:: Task prompt ::
Those lines of the data that hold the word "instance" are to be copied out.

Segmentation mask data
::::
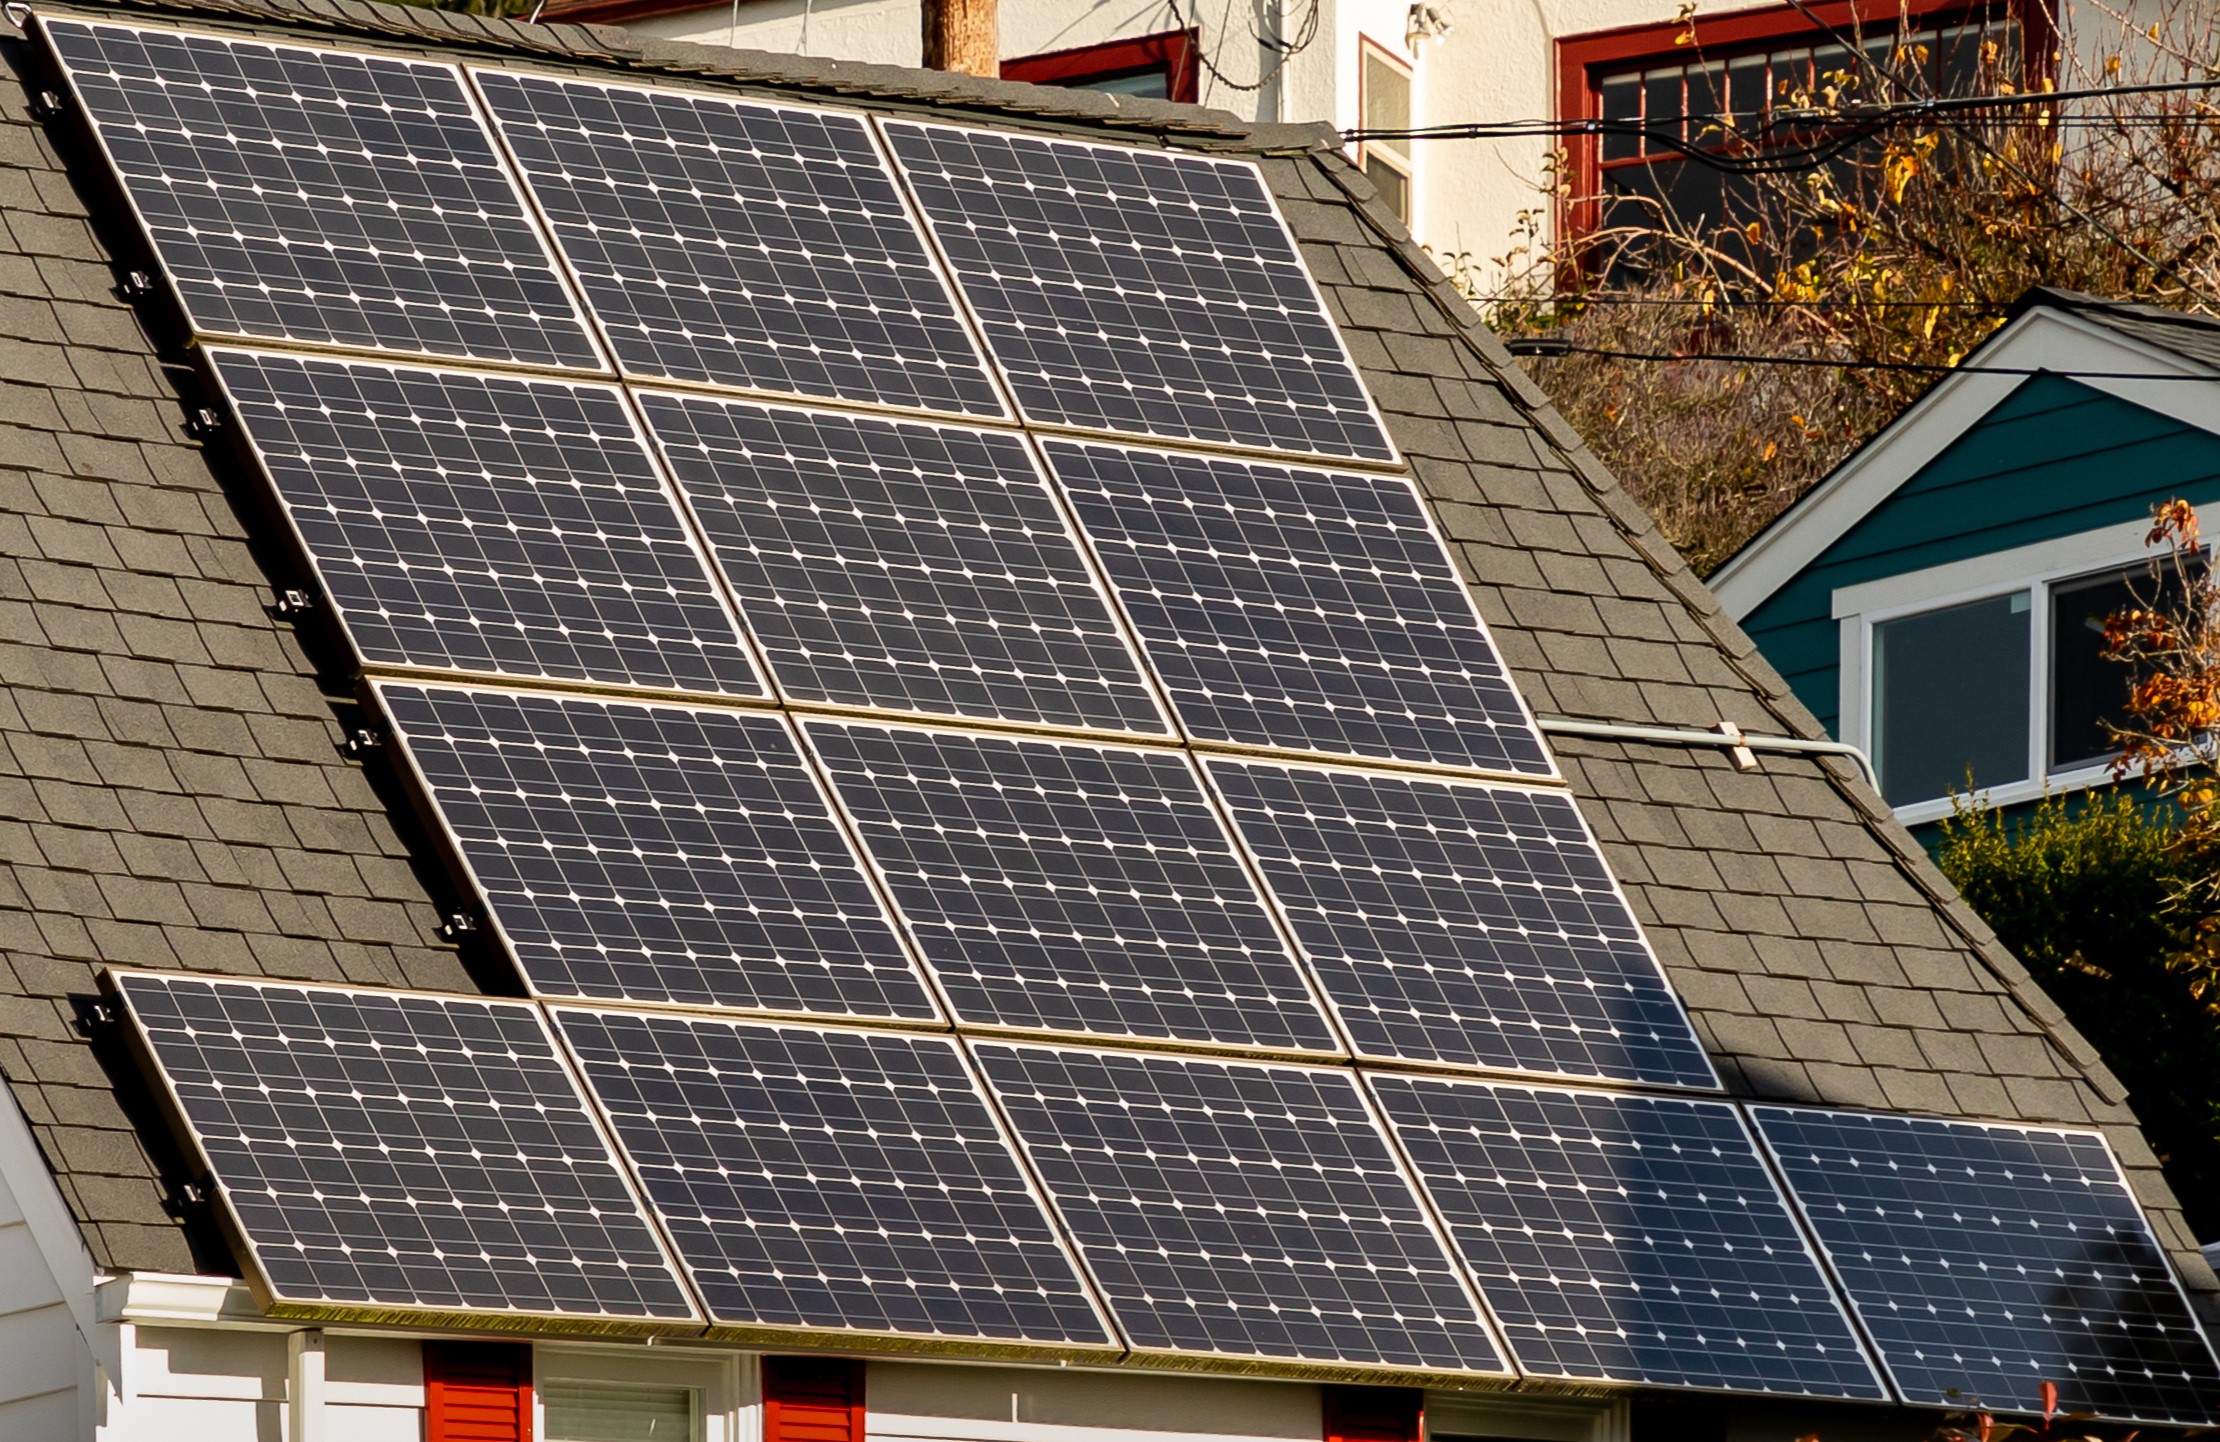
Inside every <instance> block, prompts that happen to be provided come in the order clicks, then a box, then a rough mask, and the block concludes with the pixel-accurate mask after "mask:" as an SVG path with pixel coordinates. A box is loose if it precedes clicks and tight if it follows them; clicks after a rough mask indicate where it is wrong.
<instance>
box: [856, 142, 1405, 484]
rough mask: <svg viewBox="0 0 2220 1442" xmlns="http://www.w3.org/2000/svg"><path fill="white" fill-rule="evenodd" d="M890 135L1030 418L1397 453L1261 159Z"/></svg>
mask: <svg viewBox="0 0 2220 1442" xmlns="http://www.w3.org/2000/svg"><path fill="white" fill-rule="evenodd" d="M884 129H886V138H888V144H890V146H892V151H895V158H897V160H899V164H901V171H904V175H906V177H908V182H910V189H912V193H915V195H917V202H919V206H921V209H924V213H926V222H928V224H930V226H932V235H935V237H937V240H939V242H941V251H944V253H946V255H948V262H950V266H952V268H955V275H957V284H959V286H961V288H963V295H966V299H970V306H972V313H977V315H979V324H981V328H983V331H986V344H988V351H990V353H992V355H995V362H997V364H999V366H1001V373H1003V375H1006V377H1008V382H1010V390H1012V393H1015V395H1017V406H1019V410H1023V415H1026V419H1030V422H1041V424H1050V426H1074V428H1081V430H1117V433H1123V435H1150V437H1161V439H1174V441H1177V439H1190V441H1217V444H1228V446H1254V448H1261V450H1301V453H1312V455H1336V457H1356V459H1374V461H1385V459H1394V446H1392V444H1390V441H1387V433H1385V430H1383V428H1381V422H1379V417H1376V415H1374V410H1372V402H1370V397H1368V395H1365V386H1363V382H1361V379H1359V377H1356V366H1354V364H1352V362H1350V355H1348V351H1345V348H1343V346H1341V335H1339V333H1336V331H1334V322H1332V319H1328V315H1325V306H1323V302H1321V299H1319V291H1316V286H1312V282H1310V271H1305V268H1303V257H1301V255H1296V251H1294V242H1292V240H1290V237H1288V229H1285V226H1283V224H1281V220H1279V211H1274V206H1272V195H1270V193H1268V191H1265V189H1263V177H1261V175H1259V173H1257V166H1254V164H1250V162H1245V160H1214V158H1208V155H1170V153H1163V151H1143V149H1137V146H1108V144H1079V142H1066V140H1041V138H1035V135H1010V133H1006V131H959V129H950V126H937V124H915V122H908V120H888V122H884Z"/></svg>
::::
:: Task result ::
Inside every <instance> block, prompts that happen to be provided come in the order clicks, then a box, then a rough mask, and the block concludes with the pixel-accurate mask after "mask:" as an SVG path with pixel coordinates. A box is loose if it precedes clicks and tight if it follows them; clicks after a rough mask indicate where it is wrong.
<instance>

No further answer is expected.